**WHAT YOU ARE ASKED TO DO:** Return all of the data exactly as given.

**PROVIDED ENTRIES:**
▼▼▼

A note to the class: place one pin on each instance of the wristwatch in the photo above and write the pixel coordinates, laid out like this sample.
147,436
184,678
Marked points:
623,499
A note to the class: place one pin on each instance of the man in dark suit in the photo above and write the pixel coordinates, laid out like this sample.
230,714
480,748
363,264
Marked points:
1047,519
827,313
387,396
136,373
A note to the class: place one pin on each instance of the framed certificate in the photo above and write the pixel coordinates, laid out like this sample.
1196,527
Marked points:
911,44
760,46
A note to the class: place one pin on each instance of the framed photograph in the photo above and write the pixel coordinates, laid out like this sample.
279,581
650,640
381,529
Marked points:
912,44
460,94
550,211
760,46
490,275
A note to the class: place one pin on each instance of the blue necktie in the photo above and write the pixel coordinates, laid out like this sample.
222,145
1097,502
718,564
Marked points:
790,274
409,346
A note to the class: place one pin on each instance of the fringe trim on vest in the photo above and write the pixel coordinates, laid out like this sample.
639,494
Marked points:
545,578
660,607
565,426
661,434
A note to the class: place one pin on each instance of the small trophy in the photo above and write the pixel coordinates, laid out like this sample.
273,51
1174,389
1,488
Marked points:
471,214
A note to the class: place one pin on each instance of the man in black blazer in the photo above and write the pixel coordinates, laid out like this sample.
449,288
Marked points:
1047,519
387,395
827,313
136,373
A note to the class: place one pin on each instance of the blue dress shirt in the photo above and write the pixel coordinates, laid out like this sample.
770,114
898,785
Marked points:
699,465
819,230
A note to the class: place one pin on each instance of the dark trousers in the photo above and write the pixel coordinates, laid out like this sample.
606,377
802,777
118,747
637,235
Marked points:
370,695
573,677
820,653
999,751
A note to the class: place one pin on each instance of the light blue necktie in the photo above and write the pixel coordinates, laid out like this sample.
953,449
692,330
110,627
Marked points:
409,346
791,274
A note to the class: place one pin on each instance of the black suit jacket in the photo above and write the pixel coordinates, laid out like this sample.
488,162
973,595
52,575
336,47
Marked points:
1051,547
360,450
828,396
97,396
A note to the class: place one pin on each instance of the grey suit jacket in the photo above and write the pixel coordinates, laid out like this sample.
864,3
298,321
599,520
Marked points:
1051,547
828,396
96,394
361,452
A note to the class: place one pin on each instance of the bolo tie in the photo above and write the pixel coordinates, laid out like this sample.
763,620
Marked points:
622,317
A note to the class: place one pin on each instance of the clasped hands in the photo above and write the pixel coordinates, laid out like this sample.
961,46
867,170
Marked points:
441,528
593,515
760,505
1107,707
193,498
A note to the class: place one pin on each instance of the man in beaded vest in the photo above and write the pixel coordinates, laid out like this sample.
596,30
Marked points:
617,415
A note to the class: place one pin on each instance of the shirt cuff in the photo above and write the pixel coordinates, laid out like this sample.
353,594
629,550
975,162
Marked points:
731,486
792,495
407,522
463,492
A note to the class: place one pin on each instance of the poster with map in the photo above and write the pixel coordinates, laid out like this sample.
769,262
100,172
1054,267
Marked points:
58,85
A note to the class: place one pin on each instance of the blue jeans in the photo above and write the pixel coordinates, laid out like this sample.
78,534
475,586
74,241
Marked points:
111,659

▲▲▲

**RESULT BELOW:**
A note to the class: place one pin on each instance of the wristwatch in the photo above and write the pixel coordinates, laid out like this sample.
147,436
184,678
Marked points:
623,499
A note to the class: place one pin on each instance of the man in dark suit in the photo above and write the pixel coordinates, laid out like this sample.
230,714
480,748
363,264
Marked points:
1047,519
827,313
387,396
136,373
A note to the class: place one pin on each instance of the framed certificate in the photo above and write the pixel coordinates, laid out like this sample.
1196,527
Marked points:
911,44
760,46
A note to the class: place one pin on each instance of the framed photograph in the photo above and write the pixel coordinates, laid out like this sample.
279,581
650,640
381,529
Marked points:
912,44
460,94
550,211
760,46
490,275
A note to the class: place one pin on each instance of the blue necktie in the photo above and write the pixel coordinates, laid out like this sample.
222,145
1097,502
718,564
Marked points:
790,274
409,346
A note to the class: place one pin on each instance of the fringe trim on vest in the photo above and write the pixel coordinates, laid out like this sample.
639,494
Marked points:
545,578
660,607
565,426
661,434
A note to the class: place one pin on each instance of the small trophy in the photo above and write the pixel coordinates, laid out like this sample.
273,51
1174,389
1,488
Marked points:
471,214
A note to the class: place one pin on each instance of the man in black blazer in the photo above and write the pixel coordinates, laid out like this sample.
449,288
Marked points:
1047,519
387,395
827,313
136,373
A note to the class: place one pin on each instance of the blue dress shirt in the photo above and write the pixel coordinates, laid out like this sample.
770,114
898,785
Marked points:
699,465
819,230
A note to the class: place one pin on each instance of the dark trousers in the photo above and write the pixel coordinates, laid out like this sample.
606,377
802,777
118,747
637,235
Marked points:
370,695
573,677
820,653
999,751
A note to the class: place one pin on each instance of the light blue necktie in the photo above and write the pixel coordinates, laid out like this sample.
953,449
692,330
110,627
Marked points:
409,346
791,274
A note to the class: place one pin on each instance of the black suit jacket in the photo above and write the pixel coordinates, laid out like this sample.
488,162
973,595
52,575
336,47
Marked points:
1051,547
360,450
828,396
97,396
A note to the class: place one pin on each instance of the grey suit jacket in the photo above and write the pixel coordinates, laid out like this sample.
864,3
298,321
599,520
Marked points:
1051,547
828,396
96,394
361,452
A note to the class: place one pin on each instance of the bolo tie in the photo above and write the pixel coordinates, laid out like this sample.
763,620
Marked points:
622,317
A note to the class: place one pin on each instance of the clasped hands in the photo above and write the pixel coordinates, laid out like this sample.
961,46
867,170
Marked points:
441,528
593,515
760,505
1107,707
193,498
A note to the class: place one pin on each instance of the man in beaded vest in the photo above and write the pixel coordinates, laid out like this sample.
596,30
Marked points:
617,415
A note to the class: place one pin on each instance of the shirt cuff in the photo above and write the pixel coordinates, laid out like this sample.
353,594
629,550
975,162
Marked points:
731,486
792,495
407,522
463,492
A note to the class: place one pin on each instance of the poster with map in the photo above and write the pixel coordinates, laid out like this sample.
769,262
100,172
1054,267
Marked points:
58,85
A note to the class: place one pin on each instance of the blue jeans in the photo above and write the pixel coordinates, laid out like this sample.
78,534
475,586
74,241
Marked points:
111,659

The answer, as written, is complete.